[start Source material]
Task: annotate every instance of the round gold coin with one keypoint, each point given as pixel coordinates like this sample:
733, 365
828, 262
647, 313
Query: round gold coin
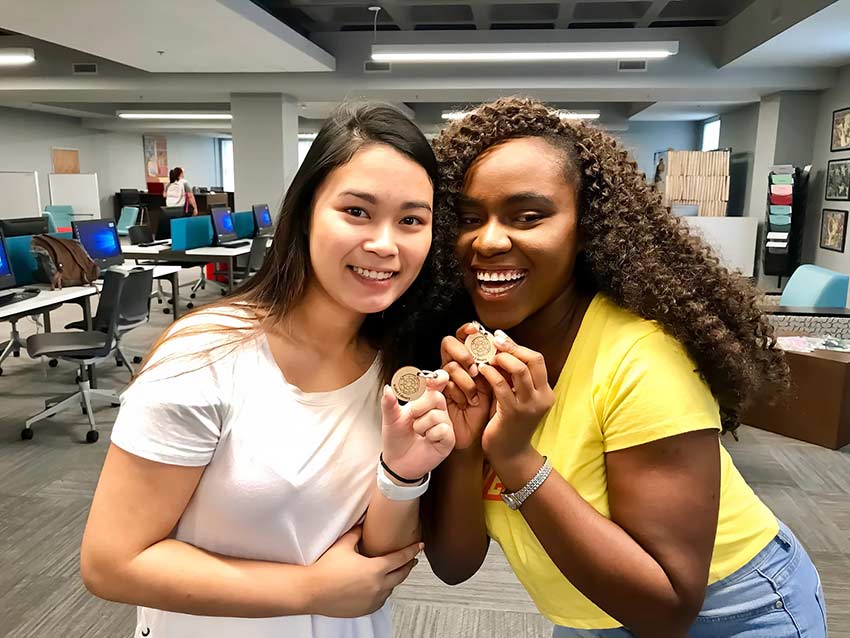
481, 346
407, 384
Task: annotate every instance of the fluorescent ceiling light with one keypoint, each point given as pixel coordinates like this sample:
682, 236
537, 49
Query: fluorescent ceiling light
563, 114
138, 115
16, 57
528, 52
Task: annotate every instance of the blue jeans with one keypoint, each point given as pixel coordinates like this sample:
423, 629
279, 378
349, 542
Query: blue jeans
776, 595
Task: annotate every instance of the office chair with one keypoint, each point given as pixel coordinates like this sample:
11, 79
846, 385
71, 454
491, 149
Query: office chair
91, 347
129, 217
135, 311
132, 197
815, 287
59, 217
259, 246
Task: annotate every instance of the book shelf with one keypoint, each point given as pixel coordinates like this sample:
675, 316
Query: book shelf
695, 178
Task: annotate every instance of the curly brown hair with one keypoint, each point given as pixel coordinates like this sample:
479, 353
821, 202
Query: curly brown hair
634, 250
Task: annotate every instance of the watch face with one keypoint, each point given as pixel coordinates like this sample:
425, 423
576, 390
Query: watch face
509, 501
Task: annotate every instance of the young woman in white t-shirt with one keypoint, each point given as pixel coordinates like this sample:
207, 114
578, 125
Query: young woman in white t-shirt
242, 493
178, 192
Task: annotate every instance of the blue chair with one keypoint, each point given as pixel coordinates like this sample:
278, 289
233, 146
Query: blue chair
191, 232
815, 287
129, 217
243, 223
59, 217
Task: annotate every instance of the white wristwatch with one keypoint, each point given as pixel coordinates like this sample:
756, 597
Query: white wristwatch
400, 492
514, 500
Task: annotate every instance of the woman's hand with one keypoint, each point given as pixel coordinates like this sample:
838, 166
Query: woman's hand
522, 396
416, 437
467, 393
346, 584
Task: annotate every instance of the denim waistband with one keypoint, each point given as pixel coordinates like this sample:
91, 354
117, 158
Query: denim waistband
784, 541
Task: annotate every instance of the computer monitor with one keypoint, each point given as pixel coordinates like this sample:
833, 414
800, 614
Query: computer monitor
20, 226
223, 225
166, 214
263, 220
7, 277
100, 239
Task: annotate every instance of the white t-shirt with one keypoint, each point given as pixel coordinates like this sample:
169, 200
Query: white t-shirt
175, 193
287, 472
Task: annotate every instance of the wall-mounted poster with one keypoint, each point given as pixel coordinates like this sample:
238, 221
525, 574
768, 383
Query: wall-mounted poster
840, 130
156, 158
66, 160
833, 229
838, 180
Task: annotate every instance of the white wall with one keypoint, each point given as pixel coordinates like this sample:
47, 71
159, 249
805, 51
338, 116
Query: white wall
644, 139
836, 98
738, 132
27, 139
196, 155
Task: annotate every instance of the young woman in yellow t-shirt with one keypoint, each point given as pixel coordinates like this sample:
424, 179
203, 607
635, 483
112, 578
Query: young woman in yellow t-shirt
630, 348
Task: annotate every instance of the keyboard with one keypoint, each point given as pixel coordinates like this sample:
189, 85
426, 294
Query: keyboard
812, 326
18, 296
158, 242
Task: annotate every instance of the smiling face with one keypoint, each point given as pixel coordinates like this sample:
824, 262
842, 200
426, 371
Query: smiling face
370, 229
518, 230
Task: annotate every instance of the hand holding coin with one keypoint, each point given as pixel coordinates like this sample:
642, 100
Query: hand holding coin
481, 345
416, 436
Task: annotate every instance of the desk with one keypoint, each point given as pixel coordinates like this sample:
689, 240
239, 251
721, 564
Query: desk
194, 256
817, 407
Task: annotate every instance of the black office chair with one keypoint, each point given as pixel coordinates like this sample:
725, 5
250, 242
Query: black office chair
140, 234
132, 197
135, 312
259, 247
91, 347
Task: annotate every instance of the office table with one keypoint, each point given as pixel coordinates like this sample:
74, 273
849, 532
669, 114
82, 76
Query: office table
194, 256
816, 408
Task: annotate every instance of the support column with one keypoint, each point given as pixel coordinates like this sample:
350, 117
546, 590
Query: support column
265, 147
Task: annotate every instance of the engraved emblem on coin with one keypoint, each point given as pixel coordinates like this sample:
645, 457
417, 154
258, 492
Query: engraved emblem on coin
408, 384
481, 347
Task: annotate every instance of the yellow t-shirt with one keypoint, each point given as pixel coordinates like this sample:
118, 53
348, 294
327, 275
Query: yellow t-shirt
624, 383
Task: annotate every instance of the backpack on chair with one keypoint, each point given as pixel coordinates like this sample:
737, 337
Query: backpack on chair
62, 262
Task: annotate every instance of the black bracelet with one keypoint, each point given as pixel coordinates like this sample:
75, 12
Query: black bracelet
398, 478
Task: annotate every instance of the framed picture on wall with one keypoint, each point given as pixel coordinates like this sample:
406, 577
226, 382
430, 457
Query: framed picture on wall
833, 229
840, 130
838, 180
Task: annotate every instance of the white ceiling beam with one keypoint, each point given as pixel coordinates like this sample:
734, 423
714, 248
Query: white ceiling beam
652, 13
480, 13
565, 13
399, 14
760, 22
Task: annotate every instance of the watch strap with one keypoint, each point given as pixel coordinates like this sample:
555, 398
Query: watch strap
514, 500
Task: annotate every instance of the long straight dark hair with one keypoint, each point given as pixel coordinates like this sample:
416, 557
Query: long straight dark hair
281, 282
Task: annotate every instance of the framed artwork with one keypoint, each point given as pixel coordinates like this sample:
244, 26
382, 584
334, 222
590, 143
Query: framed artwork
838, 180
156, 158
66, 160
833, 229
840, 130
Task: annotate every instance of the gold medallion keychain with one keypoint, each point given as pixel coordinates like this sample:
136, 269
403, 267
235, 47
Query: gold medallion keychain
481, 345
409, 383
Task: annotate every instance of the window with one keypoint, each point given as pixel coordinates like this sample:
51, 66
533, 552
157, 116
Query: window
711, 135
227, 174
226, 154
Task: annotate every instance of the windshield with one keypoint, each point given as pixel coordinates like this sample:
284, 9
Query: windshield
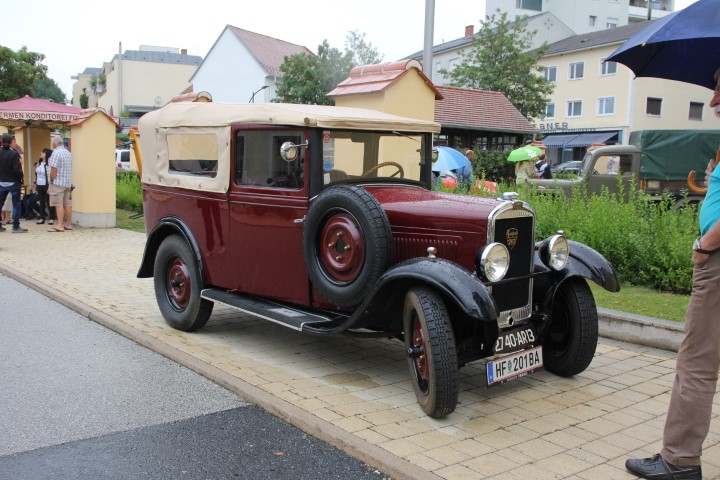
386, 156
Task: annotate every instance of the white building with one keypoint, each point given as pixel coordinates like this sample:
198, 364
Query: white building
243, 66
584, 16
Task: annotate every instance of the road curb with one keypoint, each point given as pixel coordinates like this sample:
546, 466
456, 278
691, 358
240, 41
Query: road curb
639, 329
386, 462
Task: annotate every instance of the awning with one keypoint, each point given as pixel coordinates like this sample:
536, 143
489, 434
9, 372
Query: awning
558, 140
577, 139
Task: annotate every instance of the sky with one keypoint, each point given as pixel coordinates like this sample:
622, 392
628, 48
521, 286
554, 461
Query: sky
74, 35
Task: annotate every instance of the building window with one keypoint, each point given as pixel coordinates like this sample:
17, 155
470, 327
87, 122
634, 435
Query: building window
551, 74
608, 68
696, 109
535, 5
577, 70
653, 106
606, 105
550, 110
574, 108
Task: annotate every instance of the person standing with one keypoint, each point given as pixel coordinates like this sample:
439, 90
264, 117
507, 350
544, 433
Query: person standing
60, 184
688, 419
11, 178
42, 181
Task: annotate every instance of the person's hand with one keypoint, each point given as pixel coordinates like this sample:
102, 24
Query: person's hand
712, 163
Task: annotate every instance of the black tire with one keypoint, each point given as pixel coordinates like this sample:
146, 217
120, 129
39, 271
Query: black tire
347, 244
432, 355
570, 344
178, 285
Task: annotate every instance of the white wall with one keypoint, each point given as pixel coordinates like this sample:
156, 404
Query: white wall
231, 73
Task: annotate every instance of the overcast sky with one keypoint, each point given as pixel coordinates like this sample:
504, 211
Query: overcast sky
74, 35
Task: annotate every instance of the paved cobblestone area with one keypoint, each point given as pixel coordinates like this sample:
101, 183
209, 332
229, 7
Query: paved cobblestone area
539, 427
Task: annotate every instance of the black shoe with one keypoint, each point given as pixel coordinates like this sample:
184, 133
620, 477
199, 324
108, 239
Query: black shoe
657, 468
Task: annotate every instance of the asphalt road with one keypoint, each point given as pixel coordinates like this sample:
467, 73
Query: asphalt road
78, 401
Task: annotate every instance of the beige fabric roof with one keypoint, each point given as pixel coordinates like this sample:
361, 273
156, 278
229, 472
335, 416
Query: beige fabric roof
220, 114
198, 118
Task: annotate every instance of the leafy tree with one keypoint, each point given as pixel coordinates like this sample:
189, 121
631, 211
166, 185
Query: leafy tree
[end Source material]
§ Goal:
Starting at the line that contains "Task: annotate every instance of the paved", output every line through the end of the records verbatim.

§ Exercise response:
Task: annotate every instance of the paved cobblestone area with one keypoint, each point given as pixel coordinates like this sample:
101, 183
209, 332
229, 7
Query: paved cobblestone area
539, 427
Task: annotate every instance of the black shoe with one keypoint, each point given as pixel coordinates like this sample:
184, 133
620, 477
199, 324
108, 239
Query: black shoe
657, 468
Task: annotate every instance of the asphalt road with one keypoint, each point given as pixel coordinates like this sample:
467, 73
Query: asphalt road
78, 401
Task: annotate every instance of the beige fabric roof with one keypoint, each point given as pixel coordinates like this sample:
361, 273
156, 278
229, 472
335, 416
Query: beige fabric roof
220, 114
198, 118
Task: annotate every instance of the leafy tree with one keypoint, each point given as pixel coordinates like this sample:
189, 121
631, 211
166, 185
Query: leafy tree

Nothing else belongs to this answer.